### WORK TO COMPLETE
What you give back must match the data below character for character.

Stored dataset items:
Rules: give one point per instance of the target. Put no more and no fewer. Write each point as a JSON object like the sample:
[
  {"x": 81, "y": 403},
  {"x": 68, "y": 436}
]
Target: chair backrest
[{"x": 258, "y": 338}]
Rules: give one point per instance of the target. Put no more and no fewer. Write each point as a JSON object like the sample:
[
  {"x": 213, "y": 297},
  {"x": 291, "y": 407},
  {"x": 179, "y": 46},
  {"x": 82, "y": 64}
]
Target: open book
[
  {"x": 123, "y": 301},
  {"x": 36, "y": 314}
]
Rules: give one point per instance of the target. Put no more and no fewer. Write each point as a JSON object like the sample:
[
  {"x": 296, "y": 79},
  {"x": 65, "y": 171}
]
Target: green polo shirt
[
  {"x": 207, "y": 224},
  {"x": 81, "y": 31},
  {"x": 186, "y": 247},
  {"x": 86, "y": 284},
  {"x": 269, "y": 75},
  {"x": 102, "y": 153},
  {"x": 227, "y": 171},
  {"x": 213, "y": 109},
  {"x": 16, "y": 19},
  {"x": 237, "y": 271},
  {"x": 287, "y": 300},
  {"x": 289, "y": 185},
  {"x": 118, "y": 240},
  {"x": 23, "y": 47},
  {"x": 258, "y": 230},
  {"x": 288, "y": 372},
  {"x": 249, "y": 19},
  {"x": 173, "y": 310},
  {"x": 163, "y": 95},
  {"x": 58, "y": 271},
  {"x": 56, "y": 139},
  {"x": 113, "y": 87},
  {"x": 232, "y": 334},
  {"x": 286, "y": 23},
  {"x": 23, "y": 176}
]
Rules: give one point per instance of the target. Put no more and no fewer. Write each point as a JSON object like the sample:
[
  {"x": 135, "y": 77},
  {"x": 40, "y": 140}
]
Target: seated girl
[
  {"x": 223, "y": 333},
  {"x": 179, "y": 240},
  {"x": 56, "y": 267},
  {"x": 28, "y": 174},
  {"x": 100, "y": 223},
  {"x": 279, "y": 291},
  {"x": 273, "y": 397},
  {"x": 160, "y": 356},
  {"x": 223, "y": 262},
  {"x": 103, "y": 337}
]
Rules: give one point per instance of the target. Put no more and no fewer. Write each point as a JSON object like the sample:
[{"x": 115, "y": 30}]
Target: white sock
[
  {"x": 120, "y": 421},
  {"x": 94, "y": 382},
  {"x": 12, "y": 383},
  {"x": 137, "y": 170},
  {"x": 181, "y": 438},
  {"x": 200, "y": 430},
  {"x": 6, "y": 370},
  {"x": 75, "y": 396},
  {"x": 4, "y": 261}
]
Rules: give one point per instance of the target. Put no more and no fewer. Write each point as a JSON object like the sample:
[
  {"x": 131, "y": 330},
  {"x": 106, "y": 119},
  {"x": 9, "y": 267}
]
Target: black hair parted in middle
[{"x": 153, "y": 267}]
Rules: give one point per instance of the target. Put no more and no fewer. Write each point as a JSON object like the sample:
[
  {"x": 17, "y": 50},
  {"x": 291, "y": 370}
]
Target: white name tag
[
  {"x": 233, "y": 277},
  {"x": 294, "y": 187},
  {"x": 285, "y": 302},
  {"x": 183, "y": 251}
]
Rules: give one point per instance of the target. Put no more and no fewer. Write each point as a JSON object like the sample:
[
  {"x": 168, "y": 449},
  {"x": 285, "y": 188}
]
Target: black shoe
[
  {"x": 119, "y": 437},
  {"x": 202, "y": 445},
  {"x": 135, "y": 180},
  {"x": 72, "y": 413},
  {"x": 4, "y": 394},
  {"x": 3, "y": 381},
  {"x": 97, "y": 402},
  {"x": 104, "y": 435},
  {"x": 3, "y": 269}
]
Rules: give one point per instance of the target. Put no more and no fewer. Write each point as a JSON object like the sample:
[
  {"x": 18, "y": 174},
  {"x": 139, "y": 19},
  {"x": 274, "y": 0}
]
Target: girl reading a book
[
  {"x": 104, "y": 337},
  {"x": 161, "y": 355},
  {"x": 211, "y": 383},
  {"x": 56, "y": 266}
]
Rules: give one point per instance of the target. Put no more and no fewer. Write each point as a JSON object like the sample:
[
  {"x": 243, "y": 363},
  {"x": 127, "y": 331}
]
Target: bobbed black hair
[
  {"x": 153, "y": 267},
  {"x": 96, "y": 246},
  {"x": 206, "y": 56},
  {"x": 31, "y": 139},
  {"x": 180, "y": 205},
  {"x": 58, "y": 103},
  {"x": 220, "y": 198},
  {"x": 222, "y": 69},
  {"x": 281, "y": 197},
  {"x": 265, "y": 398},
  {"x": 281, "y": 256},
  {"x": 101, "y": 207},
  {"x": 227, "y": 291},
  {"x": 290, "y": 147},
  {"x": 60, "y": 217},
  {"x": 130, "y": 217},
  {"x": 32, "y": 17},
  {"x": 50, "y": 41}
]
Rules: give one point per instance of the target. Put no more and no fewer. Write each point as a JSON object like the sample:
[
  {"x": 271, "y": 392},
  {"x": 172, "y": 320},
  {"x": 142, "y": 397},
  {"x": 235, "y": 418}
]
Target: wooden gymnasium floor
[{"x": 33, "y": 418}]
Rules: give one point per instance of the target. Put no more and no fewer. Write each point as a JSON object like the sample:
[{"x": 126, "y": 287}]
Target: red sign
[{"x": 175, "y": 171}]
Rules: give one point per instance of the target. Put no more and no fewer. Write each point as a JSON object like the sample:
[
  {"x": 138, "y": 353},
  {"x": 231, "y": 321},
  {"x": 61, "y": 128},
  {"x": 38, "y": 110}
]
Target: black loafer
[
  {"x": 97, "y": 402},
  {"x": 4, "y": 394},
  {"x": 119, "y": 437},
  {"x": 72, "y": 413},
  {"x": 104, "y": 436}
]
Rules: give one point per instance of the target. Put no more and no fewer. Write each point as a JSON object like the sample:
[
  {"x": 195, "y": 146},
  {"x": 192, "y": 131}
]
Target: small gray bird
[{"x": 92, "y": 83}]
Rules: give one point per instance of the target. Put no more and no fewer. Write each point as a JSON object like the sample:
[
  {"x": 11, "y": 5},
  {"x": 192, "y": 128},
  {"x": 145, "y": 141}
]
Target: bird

### SOLUTION
Rules: give one point per instance of the target. Put no more and no fewer. Write each point as a JSON object like the sample:
[
  {"x": 81, "y": 403},
  {"x": 68, "y": 436}
]
Target: chair backrest
[{"x": 258, "y": 338}]
Rules: give one point per instance of the target. Put no more and no fewer. Write each point as a JSON object like the sample:
[
  {"x": 213, "y": 297},
  {"x": 291, "y": 407},
  {"x": 179, "y": 46},
  {"x": 82, "y": 64}
]
Target: open book
[
  {"x": 123, "y": 301},
  {"x": 36, "y": 314}
]
Rules: give one point per instance of the target. Put no more and no fewer. Write each point as a JSON object like the sample:
[
  {"x": 296, "y": 79},
  {"x": 65, "y": 171}
]
Target: green polo shirt
[
  {"x": 207, "y": 224},
  {"x": 81, "y": 31},
  {"x": 186, "y": 247},
  {"x": 86, "y": 284},
  {"x": 269, "y": 75},
  {"x": 102, "y": 153},
  {"x": 227, "y": 171},
  {"x": 213, "y": 109},
  {"x": 16, "y": 19},
  {"x": 237, "y": 271},
  {"x": 287, "y": 300},
  {"x": 289, "y": 185},
  {"x": 118, "y": 240},
  {"x": 23, "y": 47},
  {"x": 258, "y": 230},
  {"x": 288, "y": 372},
  {"x": 249, "y": 19},
  {"x": 173, "y": 310},
  {"x": 163, "y": 95},
  {"x": 58, "y": 271},
  {"x": 56, "y": 139},
  {"x": 113, "y": 87},
  {"x": 232, "y": 334},
  {"x": 286, "y": 23},
  {"x": 23, "y": 176}
]
Rules: give one point per instance of the target. Put no more and no fewer. Write each point as a JSON object like the sample:
[
  {"x": 135, "y": 77},
  {"x": 40, "y": 140}
]
Target: seated girl
[
  {"x": 223, "y": 333},
  {"x": 179, "y": 240},
  {"x": 56, "y": 267},
  {"x": 28, "y": 174},
  {"x": 100, "y": 223},
  {"x": 279, "y": 291},
  {"x": 273, "y": 397},
  {"x": 160, "y": 356},
  {"x": 223, "y": 262},
  {"x": 103, "y": 337}
]
Rules: give one point per instance of the target. Put no more and no fewer. Write each point as a JSON object like the sample:
[{"x": 115, "y": 30}]
Target: white sock
[
  {"x": 120, "y": 421},
  {"x": 94, "y": 382},
  {"x": 12, "y": 383},
  {"x": 137, "y": 170},
  {"x": 181, "y": 438},
  {"x": 200, "y": 430},
  {"x": 6, "y": 370},
  {"x": 75, "y": 396},
  {"x": 4, "y": 261}
]
Rules: give one point per instance of the target. Put no more and no fewer. Write each point as a JSON object like the sample:
[
  {"x": 131, "y": 330},
  {"x": 106, "y": 119},
  {"x": 9, "y": 267}
]
Target: black hair parted in middle
[{"x": 153, "y": 267}]
Rules: give one point per instance of the target. Put no more and no fewer. Write each point as a JSON object like the sample:
[
  {"x": 17, "y": 50},
  {"x": 291, "y": 370}
]
Target: white name tag
[
  {"x": 233, "y": 277},
  {"x": 294, "y": 187},
  {"x": 285, "y": 302},
  {"x": 183, "y": 251}
]
Rules: give one point per instance of the target. Put no more and no fewer. Write each point as a JSON object like the sample:
[
  {"x": 168, "y": 449},
  {"x": 285, "y": 188}
]
Target: black shoe
[
  {"x": 119, "y": 437},
  {"x": 202, "y": 445},
  {"x": 135, "y": 180},
  {"x": 72, "y": 413},
  {"x": 4, "y": 394},
  {"x": 3, "y": 381},
  {"x": 97, "y": 402},
  {"x": 104, "y": 435},
  {"x": 3, "y": 269}
]
Rules: give one point per instance of the target. Put no more and no fewer. Write each point as a JSON object like the sample:
[
  {"x": 18, "y": 174},
  {"x": 139, "y": 19},
  {"x": 274, "y": 0}
]
Target: girl reading a book
[
  {"x": 104, "y": 337},
  {"x": 161, "y": 355},
  {"x": 211, "y": 383},
  {"x": 56, "y": 266}
]
Rules: give one point per instance of the target. Put no more and no fewer. Write each point as a JSON object like the sample:
[
  {"x": 243, "y": 363},
  {"x": 127, "y": 331}
]
Target: bobbed black hair
[
  {"x": 153, "y": 267},
  {"x": 96, "y": 246},
  {"x": 206, "y": 56},
  {"x": 31, "y": 139},
  {"x": 180, "y": 205},
  {"x": 58, "y": 103},
  {"x": 220, "y": 198},
  {"x": 222, "y": 69},
  {"x": 281, "y": 197},
  {"x": 265, "y": 398},
  {"x": 281, "y": 256},
  {"x": 101, "y": 207},
  {"x": 227, "y": 291},
  {"x": 290, "y": 147},
  {"x": 60, "y": 217},
  {"x": 130, "y": 217},
  {"x": 32, "y": 17},
  {"x": 50, "y": 41}
]
Rules: give one point per instance of the target. Put no more and no fewer. Write each point as a JSON object like the sample:
[
  {"x": 271, "y": 392},
  {"x": 172, "y": 320},
  {"x": 142, "y": 397},
  {"x": 235, "y": 418}
]
Target: wooden gymnasium floor
[{"x": 33, "y": 418}]
Rules: give one point per instance of the target. Put no more and no fewer. Write each point as a JSON object like the sample:
[{"x": 126, "y": 287}]
Target: red sign
[{"x": 175, "y": 171}]
Rules: give one point per instance of the target. Put no more and no fewer. Write each point as a JSON object like the sample:
[
  {"x": 138, "y": 353},
  {"x": 231, "y": 321},
  {"x": 61, "y": 128},
  {"x": 38, "y": 110}
]
Target: black loafer
[
  {"x": 97, "y": 402},
  {"x": 4, "y": 394},
  {"x": 119, "y": 437},
  {"x": 72, "y": 413},
  {"x": 104, "y": 436}
]
Rules: give one point per instance of the target. Put no more and no fewer. Write each point as a JSON object like the sample:
[
  {"x": 195, "y": 146},
  {"x": 192, "y": 131}
]
Target: small gray bird
[{"x": 92, "y": 83}]
Rules: give one point per instance of the target. Put no more and no fewer. Write each point as a JSON object like the sample:
[
  {"x": 11, "y": 5},
  {"x": 192, "y": 128},
  {"x": 145, "y": 141}
]
Target: bird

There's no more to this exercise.